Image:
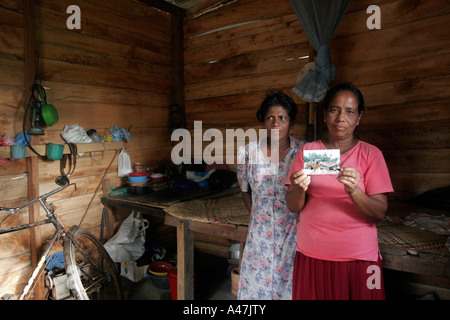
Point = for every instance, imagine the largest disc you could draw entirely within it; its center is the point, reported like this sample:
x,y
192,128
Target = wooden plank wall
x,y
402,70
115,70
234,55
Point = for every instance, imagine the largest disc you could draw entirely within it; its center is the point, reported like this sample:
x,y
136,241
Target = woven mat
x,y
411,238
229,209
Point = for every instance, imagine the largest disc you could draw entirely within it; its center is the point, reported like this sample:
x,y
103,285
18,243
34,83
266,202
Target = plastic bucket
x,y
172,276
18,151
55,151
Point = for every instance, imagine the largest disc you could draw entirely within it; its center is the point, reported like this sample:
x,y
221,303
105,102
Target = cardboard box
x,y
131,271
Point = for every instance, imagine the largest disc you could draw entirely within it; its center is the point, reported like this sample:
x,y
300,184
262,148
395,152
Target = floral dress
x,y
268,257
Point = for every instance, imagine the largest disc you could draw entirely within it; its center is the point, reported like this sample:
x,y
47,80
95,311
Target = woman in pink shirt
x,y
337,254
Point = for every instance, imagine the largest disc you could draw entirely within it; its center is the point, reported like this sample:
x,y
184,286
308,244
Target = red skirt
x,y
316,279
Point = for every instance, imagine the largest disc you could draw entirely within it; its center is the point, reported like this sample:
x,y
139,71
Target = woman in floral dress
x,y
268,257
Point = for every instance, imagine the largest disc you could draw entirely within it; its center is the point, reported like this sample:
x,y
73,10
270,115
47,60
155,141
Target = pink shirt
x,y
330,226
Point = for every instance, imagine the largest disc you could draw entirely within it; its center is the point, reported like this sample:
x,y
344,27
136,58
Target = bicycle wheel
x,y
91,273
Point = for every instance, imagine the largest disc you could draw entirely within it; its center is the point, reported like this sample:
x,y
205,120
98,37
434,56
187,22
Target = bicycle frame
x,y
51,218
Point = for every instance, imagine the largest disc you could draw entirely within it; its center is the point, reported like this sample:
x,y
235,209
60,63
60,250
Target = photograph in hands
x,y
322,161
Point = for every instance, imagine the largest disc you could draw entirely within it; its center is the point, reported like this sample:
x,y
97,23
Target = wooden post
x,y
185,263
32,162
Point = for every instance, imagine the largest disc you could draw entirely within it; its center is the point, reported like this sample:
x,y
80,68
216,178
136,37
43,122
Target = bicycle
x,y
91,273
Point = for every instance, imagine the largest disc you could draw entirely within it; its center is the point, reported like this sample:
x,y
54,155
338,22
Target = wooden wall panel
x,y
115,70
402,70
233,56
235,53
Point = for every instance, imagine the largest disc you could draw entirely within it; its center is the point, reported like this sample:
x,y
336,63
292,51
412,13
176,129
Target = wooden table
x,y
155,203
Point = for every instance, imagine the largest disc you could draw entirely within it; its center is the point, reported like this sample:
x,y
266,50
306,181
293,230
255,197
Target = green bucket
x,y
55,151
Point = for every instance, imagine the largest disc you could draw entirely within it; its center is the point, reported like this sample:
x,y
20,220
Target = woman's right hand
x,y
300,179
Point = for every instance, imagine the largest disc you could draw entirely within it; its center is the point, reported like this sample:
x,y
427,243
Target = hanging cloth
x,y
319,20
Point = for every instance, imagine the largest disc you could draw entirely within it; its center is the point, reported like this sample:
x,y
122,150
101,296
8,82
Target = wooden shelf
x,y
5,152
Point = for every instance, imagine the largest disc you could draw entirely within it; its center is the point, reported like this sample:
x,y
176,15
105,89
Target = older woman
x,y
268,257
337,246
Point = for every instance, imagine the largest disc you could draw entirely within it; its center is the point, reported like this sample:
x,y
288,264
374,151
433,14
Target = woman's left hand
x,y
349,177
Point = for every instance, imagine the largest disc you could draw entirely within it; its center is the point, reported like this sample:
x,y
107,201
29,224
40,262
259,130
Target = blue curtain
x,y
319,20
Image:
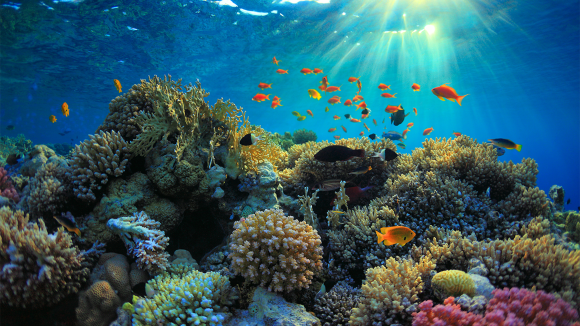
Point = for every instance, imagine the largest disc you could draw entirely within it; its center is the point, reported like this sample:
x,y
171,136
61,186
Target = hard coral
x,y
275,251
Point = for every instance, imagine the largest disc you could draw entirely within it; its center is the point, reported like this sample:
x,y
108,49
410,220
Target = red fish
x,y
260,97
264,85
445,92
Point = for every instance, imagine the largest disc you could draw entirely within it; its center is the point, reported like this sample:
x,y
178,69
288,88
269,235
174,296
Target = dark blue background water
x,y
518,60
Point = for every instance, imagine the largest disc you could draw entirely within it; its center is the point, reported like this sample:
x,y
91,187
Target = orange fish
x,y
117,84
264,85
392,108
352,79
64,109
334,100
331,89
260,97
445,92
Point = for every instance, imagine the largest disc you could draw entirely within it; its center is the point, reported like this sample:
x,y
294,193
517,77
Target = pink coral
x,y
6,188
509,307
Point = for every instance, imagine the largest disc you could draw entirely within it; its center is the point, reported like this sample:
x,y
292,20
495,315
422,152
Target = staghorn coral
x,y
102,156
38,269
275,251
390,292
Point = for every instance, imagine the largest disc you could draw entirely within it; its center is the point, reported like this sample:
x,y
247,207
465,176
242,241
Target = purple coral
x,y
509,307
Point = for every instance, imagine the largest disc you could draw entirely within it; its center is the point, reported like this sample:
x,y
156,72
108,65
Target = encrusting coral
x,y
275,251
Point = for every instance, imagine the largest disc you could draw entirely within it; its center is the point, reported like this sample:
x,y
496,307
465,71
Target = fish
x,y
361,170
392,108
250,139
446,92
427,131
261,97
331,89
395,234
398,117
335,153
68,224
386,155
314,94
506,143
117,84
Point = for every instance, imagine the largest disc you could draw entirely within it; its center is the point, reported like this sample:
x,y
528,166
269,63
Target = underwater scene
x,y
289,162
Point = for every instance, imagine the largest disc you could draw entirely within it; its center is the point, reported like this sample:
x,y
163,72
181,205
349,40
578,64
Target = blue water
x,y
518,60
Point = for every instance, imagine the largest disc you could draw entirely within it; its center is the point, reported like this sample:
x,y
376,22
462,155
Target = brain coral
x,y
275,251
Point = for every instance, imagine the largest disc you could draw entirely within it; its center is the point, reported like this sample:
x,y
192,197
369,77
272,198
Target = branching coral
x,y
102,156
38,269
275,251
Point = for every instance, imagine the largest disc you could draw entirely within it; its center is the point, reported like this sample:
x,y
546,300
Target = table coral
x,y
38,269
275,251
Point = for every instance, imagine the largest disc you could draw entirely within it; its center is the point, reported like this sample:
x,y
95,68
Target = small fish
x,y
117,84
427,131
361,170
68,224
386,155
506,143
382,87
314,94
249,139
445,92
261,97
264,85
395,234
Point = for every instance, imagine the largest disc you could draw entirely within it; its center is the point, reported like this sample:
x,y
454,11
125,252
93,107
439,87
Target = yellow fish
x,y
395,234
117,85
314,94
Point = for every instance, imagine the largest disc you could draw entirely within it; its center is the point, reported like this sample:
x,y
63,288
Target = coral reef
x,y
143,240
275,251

# Job
Transcribe the material exactly, and leave out whatever pictures it holds.

# Completed task
Image:
Point = for every instance, imagine the largest disc you could draw entirely within it; its center is the point, reported like this sample:
x,y
192,128
Target = wooden plank wall
x,y
402,70
115,70
234,55
Point = for every instance, imagine the largest disc you could draw entirely within it; its center is the point, reported like this sample:
x,y
136,241
Target = woven mat
x,y
411,238
229,209
Point = for every instance, imagine the largest disc you could draw entirely within it; its center is the point, reported like this sample:
x,y
103,285
18,243
34,83
266,202
Target = plastic bucket
x,y
172,276
18,151
55,151
Point = for every instance, imagine the largest disc you could draw entirely within it; its center is the point, reported like this sample:
x,y
221,303
105,102
Target = cardboard box
x,y
131,271
Point = for every instance, imagine the largest disc you could draw entirely within it; its center is the point, reported like this sample:
x,y
300,184
262,148
395,152
Target = floral dress
x,y
268,257
Point = for every instance, imagine the largest disc you could draw entirely within it; its center is the point, reported like this sample:
x,y
47,80
95,311
Target = woman in pink shirt
x,y
337,254
Point = for every instance, imagine the largest disc you could draw entirely within it; its center is the point, reported like this sample:
x,y
184,286
308,244
Target = red skirt
x,y
316,279
Point = for every instance, imagine the largest disc you could draw entirely within it; its center is the point, reported like this sample:
x,y
139,71
Target = woman in floral dress
x,y
268,257
Point = for every instance, imagine the largest disc you could draw entirely within it; its center is the point, reported like this sample:
x,y
73,10
270,115
47,60
155,141
Target = pink shirt
x,y
330,226
Point = for every instance, imagine the largest disc you could draw entirely within it; its center is the point, reported like this sample:
x,y
344,27
136,58
Target = bicycle wheel
x,y
91,273
Point = for every instance, imagine the largest disc you could draw entirely within it; its center is the point, reported like this sample:
x,y
205,120
98,37
434,56
187,22
Target = bicycle frame
x,y
51,218
Point = for every instance, imagine the largest disc you could draw entirely within it; its center is the point, reported like this sample:
x,y
235,209
60,63
60,250
Target = photograph in hands
x,y
322,161
Point = for every instance, imagine the largest disc you could draw entirely within it; its center is the point, reported like this sample:
x,y
97,23
Target = wooden post
x,y
185,263
32,162
Point = for every instance, imagine the largest disc you could draw entirely within it; its center is the point, reported like this sample:
x,y
80,68
216,178
136,37
43,122
Target = bicycle
x,y
91,273
Point = for every instance, imagine the largest disc you could draw entirely within it; its center is the point, reported like this sample:
x,y
54,155
338,22
Target = wooden wall panel
x,y
115,70
402,70
233,56
235,53
Point = for every instance, imagine the largest disc you could draw entirely within it; its center is the point, reported like this sample:
x,y
336,63
292,51
412,13
176,129
Target = wooden table
x,y
155,203
Point = for every instance, imagine the largest disc you could draw entirely within it; its center is the point, reported like this sample:
x,y
266,50
306,181
293,230
255,197
Target = green bucket
x,y
55,151
Point = for every instance, imagine the largest disc you could draw entirely within it; its center is the point, reported like this sample:
x,y
20,220
Target = woman's right hand
x,y
300,179
Point = for every instance, imagine the largest disc you could draw entirely within it; its center is the point, reported like this sample:
x,y
427,243
Target = hanging cloth
x,y
319,20
Point = for every instance, imagine the largest disc you could draw entirely within it; its center is the point, reported like this sample:
x,y
122,150
101,296
8,82
Target = wooden shelf
x,y
5,152
Point = for every instance, imagine the largest disc you could draw entirely within it; its center is the point, reported like this sample:
x,y
176,15
105,89
Target = older woman
x,y
268,257
337,246
Point = for every instance, imagine the largest disc you could draw entirely within it; its center is the point, reported like this sample:
x,y
288,264
374,151
433,14
Target = woman's left hand
x,y
349,177
Point = for every instance, imagine the largest disc you could draw entirely within it; its center is the point, reported like this sample:
x,y
107,201
29,224
40,262
259,130
Target = blue curtain
x,y
319,20
Image:
Point = for every instance, imagine the largest disc you could draw entirely within it; its center is the point, reported like this sample:
x,y
171,136
61,186
Target = hard coral
x,y
275,251
Point = for every instance, imagine the largest disc you could draw entirely within it; its center is the point, reported like this sample:
x,y
108,49
410,220
Target = red fish
x,y
260,97
264,85
445,92
Point = for every instance, imagine the largest disc you could draw entirely within it; its center is the point, reported like this sample:
x,y
178,69
288,88
269,235
174,296
Target = dark blue background water
x,y
518,60
Point = for every instance, imagine the largest disc you could draw entirely within it; its center is the point, reported like this sample:
x,y
91,187
Target = orange fish
x,y
117,84
264,85
392,108
352,79
64,109
334,100
331,89
260,97
445,92
Point = for every instance, imagine the largest disc you could draw entirely within it; its center is the point, reported like this sample:
x,y
294,193
517,77
Target = pink coral
x,y
6,188
509,307
Point = for every instance, imagine the largest disc you could draw entirely within it; its center is the point, reported like this sample:
x,y
292,20
495,315
422,152
Target = staghorn coral
x,y
102,156
38,269
275,251
390,292
Point = for every instance, imagine the largest disc you could draw entirely within it; its center is the point, reported like this sample:
x,y
247,207
465,176
242,241
Target = purple coral
x,y
509,307
Point = for every instance, imagine the largest disc you could draw entirely within it; its center is the point, reported like this sample:
x,y
156,72
108,65
Target = encrusting coral
x,y
275,251
Point = for every instance, imagine the largest disc you could draw entirely within it; its center is the point, reported like this sample:
x,y
496,307
465,71
Target = fish
x,y
361,170
392,108
250,139
446,92
427,131
261,97
331,89
395,234
398,117
335,153
68,224
386,155
314,94
506,143
117,84
Point = for every instance, imagine the largest disc you could draw entirely within it; its center is the point, reported like this sample:
x,y
528,166
269,63
Target = underwater scene
x,y
289,162
Point = for every instance, imagine the largest disc you could draw entirely within it; its center is the point, reported like this sample:
x,y
163,72
181,205
349,40
578,64
Target = blue water
x,y
518,60
Point = for every instance, imagine the largest disc you could draw entirely within it; its center is the point, reported like this sample:
x,y
376,22
462,155
Target = brain coral
x,y
275,251
Point = for every instance, imagine the largest disc you could draw entirely within it; its center is the point, reported like this sample:
x,y
192,197
369,77
272,198
Target = branching coral
x,y
102,156
38,269
275,251
Point = for every instance, imagine the largest disc you could draw entirely within it; its center is the point, reported like this sample:
x,y
546,300
Target = table coral
x,y
38,269
275,251
Point = for every instance, imagine the largest disc you could draw entirely within it; its center is the point, reported like this sample:
x,y
95,68
Target = small fish
x,y
117,84
427,131
361,170
68,224
386,155
506,143
382,87
314,94
249,139
445,92
261,97
264,85
395,234
Point = for every instance, imagine the largest disc you could draw entirely within it; its center is the point, reported like this sample:
x,y
454,11
125,252
93,107
439,87
Target = yellow fish
x,y
395,234
117,85
314,94
Point = for every instance, imagine the largest disc you could draw entirely within it; its center is the point, reported like this sample:
x,y
63,288
Target = coral reef
x,y
143,240
275,251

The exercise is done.